→ Source extract
I have a set of pairwise distances (in a matrix) between objects that I would like to cluster. I currently use k-means clustering (computing distance from the centroid as the average distance to all members of the given cluster, since I do not have coordinates), with k chosen by the best Davies-Bouldin index over an interval.
However, I have three separate metrics (more in the future, potentially) describing the difference between the data, each fairly different in terms of magnitude and spread. Currently, I compute the distance matrix with the Euclidean distance across the three metrics, but I am fairly certain that the difference between the metrics is messing it up (e.g. the largest one is overpowering the other ones).
I thought a good way to deal with this is to use the Mahalanobis distance to combine the metrics. However, I obviously cannot compute the covariance matrix between the coordinates, but I can compute it for the distance metrics. Does this make sense? That is, if I get the distance between two objects i and j as:
D(i,j) = sqrt( dt S^-1 d )

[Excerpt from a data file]
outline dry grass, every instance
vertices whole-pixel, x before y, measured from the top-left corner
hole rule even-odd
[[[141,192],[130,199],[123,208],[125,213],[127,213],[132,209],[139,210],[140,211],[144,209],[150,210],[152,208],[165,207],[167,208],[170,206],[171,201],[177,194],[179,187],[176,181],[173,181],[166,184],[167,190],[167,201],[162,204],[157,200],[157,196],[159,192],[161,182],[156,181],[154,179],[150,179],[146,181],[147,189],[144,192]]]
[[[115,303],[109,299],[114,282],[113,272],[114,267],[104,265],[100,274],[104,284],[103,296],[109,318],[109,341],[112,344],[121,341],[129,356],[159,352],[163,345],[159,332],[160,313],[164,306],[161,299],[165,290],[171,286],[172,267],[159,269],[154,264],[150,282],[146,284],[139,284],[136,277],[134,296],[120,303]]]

→ Tasks
1. List every term in the clustering question that is named after a person.
2. According to the clustering question, how is k chosen for the k-means clustering?
The records are unrelated to the text and stand as separate material.

→ Solved problems
1. Davies-Bouldin index, Euclidean distance, Mahalanobis distance

2. By the best Davies-Bouldin index over an interval.